EXTRACT PROVIDED:
## begin

Now we have finished configuring the PageArea template, so we can open the template by clicking the Open button. A PageArea template does not navigate to a new webpage, but limits all selections to a specific area of a webpage. When you open a PageArea template, the page area is colored light green in the web browser.

Step 4 - Extracting Content in the PageArea Template

We will extract all the company names in the search results. We are inside a PageArea list template that selects all search result rows, so all the selections made in one row will be applied automatically to all the other rows in the search results. Follow these steps to configure the project to extract the company names:

  1. Click on the company name in the first row. The company name in all the other rows will be selected automatically.
  2. Click the New button or right-click and select New Content from the context menu.
  3. The title is a link, so Visual Web Ripper automatically sets the content type to Link, but we want to extract the text so we change the content type to Element.

 

Step 5 - Navigating to the Detail Pages

We are still within the PageArea template and we have configured the project to extract the company title content. We also want to extract some content that is available only once we click the company links and view the company detail pages.

Follow these steps to add a link template that navigates to the detail pages:

  1. Click on the Template tab in the Captured Elements window. This ensures we are working on templates and not content elements.

## end

STATED PROBLEM 1: In the Visual Web Ripper walkthrough, what color is the page area in the web browser when a PageArea template is opened?
STATED PROBLEM 2: Extend the Visual Web Ripper walkthrough, starting after its final sentence.
The records aren't needed for this work.

MATERIAL SUPPLIED:

## begin

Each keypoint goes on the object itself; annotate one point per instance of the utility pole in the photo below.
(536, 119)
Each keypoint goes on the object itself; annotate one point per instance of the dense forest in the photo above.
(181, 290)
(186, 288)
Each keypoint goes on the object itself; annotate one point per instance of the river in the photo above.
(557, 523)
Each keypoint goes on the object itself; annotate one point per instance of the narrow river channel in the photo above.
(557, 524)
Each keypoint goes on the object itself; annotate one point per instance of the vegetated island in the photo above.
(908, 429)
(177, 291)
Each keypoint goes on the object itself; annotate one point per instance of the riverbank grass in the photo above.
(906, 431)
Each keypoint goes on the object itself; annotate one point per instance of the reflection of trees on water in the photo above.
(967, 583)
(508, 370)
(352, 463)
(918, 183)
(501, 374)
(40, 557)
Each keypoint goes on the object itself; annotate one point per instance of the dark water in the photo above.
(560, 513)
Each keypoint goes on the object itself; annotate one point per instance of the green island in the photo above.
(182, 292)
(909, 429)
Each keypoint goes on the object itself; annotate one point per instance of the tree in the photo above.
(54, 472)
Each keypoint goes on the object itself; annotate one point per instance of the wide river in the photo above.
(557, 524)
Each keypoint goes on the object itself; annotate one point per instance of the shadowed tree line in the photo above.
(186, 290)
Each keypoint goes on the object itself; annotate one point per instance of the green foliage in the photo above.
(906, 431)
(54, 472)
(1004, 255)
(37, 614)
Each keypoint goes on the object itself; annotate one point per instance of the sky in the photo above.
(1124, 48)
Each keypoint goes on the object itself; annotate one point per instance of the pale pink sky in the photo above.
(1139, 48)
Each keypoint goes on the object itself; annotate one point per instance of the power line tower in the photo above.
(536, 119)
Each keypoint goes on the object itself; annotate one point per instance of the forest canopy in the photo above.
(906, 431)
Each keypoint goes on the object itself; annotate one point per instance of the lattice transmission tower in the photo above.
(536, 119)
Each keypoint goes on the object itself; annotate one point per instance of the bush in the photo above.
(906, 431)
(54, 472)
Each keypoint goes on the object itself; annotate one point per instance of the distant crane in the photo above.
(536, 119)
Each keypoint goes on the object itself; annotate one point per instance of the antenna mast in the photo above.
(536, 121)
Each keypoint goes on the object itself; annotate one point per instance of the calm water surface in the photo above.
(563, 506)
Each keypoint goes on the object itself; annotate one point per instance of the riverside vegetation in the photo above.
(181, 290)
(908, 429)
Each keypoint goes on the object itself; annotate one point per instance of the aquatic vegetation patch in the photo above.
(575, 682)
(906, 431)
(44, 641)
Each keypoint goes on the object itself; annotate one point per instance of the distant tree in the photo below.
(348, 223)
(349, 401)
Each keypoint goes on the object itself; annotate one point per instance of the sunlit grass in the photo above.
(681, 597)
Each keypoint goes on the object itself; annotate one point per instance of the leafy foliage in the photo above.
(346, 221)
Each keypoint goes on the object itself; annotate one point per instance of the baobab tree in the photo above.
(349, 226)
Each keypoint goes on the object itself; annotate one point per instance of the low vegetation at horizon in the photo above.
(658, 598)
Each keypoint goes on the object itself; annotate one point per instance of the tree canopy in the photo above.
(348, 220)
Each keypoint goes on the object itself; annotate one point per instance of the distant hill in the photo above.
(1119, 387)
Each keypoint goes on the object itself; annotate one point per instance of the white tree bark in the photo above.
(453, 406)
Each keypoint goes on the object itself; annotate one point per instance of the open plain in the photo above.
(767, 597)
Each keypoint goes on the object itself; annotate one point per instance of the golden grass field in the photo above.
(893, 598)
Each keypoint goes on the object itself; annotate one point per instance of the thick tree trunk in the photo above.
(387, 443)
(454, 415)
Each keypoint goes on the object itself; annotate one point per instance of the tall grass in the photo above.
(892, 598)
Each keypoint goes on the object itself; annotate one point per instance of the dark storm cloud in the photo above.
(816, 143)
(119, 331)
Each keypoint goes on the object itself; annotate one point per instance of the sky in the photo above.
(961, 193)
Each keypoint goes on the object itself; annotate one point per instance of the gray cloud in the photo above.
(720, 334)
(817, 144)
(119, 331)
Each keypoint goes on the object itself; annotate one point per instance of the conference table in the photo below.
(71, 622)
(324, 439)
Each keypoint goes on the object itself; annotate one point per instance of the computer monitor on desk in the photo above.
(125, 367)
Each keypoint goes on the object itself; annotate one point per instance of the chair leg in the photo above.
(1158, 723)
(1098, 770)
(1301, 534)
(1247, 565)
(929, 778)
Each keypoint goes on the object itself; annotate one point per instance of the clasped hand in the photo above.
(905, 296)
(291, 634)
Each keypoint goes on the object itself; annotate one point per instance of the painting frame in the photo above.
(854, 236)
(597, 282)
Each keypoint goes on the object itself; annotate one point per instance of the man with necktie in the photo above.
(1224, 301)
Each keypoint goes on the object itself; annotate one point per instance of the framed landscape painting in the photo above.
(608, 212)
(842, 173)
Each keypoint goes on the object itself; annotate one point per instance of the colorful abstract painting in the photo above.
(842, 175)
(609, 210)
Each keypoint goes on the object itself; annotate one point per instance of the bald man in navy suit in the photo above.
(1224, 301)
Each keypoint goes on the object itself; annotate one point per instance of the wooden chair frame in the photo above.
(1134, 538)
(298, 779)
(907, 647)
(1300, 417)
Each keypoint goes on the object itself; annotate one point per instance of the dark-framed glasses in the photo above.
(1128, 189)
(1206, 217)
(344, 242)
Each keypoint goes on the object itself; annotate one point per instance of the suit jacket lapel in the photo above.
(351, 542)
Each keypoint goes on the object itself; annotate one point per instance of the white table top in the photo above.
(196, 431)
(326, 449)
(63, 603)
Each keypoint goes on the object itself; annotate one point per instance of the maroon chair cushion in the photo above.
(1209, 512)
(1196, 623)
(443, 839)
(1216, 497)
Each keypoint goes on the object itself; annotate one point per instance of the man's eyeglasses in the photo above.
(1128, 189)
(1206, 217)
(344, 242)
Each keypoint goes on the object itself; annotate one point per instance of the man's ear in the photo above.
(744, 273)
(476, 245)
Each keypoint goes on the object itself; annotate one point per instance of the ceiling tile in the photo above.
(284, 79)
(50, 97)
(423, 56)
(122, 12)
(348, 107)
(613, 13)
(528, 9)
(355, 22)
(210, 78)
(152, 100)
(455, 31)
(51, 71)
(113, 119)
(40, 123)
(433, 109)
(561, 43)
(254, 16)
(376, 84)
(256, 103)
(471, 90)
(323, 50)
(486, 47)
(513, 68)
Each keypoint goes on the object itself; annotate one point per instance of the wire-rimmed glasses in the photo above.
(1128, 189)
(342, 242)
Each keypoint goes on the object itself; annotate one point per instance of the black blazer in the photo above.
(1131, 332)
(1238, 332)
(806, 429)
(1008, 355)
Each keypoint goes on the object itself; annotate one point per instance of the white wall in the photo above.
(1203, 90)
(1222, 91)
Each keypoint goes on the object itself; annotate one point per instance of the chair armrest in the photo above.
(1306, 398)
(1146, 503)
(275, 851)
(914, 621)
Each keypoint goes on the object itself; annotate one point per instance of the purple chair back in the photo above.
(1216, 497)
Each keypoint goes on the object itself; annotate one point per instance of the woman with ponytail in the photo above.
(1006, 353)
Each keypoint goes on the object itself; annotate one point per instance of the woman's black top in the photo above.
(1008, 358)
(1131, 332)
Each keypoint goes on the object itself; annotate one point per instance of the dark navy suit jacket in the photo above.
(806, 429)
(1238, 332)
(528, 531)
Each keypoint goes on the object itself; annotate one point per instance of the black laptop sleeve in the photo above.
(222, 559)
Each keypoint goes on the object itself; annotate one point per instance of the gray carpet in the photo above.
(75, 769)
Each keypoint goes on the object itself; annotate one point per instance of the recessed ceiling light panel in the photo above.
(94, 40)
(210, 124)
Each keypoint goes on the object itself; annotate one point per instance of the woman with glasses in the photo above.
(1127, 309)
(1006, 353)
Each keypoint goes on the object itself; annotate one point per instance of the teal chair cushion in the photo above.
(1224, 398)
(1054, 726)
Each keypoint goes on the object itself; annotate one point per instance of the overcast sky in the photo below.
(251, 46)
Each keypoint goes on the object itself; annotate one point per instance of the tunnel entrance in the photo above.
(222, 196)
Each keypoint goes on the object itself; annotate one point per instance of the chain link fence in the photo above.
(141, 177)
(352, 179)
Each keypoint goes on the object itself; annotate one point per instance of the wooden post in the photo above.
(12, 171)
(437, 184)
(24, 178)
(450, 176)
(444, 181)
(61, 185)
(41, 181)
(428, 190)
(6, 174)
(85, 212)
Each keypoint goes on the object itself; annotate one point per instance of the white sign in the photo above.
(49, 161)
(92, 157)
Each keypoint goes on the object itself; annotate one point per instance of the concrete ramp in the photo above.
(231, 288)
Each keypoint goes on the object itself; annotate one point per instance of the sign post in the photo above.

## end

EXERCISE RESULT 1: Light green.

EXERCISE RESULT 2:
  2. Click on the company title in the first search result row. We are inside a PageArea list template that selects all the search result rows, so all selections made in one row are applied automatically to all rows in the search results.
  3. Click the New button or right-click and select  New Template from the context menu.
  4. Make sure the template type is set to Link and not PageArea .
  5. Sometimes the Start New Web Browser option is useful when you want to follow a list of links. Normally, Visual Web Ripper follows a link and processes the next page before moving back to the previous page in order to follow the next link in the list. If you activate the Start New Web Browser option, Visual Web Ripper will open the link in a new web browser, so it does not have to move back to the previous webpage in order to follow the next link. This saves time, making your data extraction project run more quickly.

 

We have finished configuring the link template for the detail pages, so we can open the link template by clicking the Open button. The web browser navigates to the first company link in the list. If you want to open a different company link, you can simply select the link in the web browser before clicking the Open button.

Step 5 - Extracting Content From the Detail Pages

Now we are on a company detail page and we want to configure the project to extract some content from this webpage. The detail page has two information tabs About Us and Product and Services. The information behind each tab is always on the webpage, but the webpage hides and shows information depending on the information tab you select. Clicking on a tab does not trigger a new page load or an AJAX action, so we don't need a Link template to handle the tabs. Visual Web Ripper does not care if content is visible or hidden. It can extract hidden content just as well as visible content, so we can simply click on the tab displaying the information we are interested in, and start marking the content we want to extract.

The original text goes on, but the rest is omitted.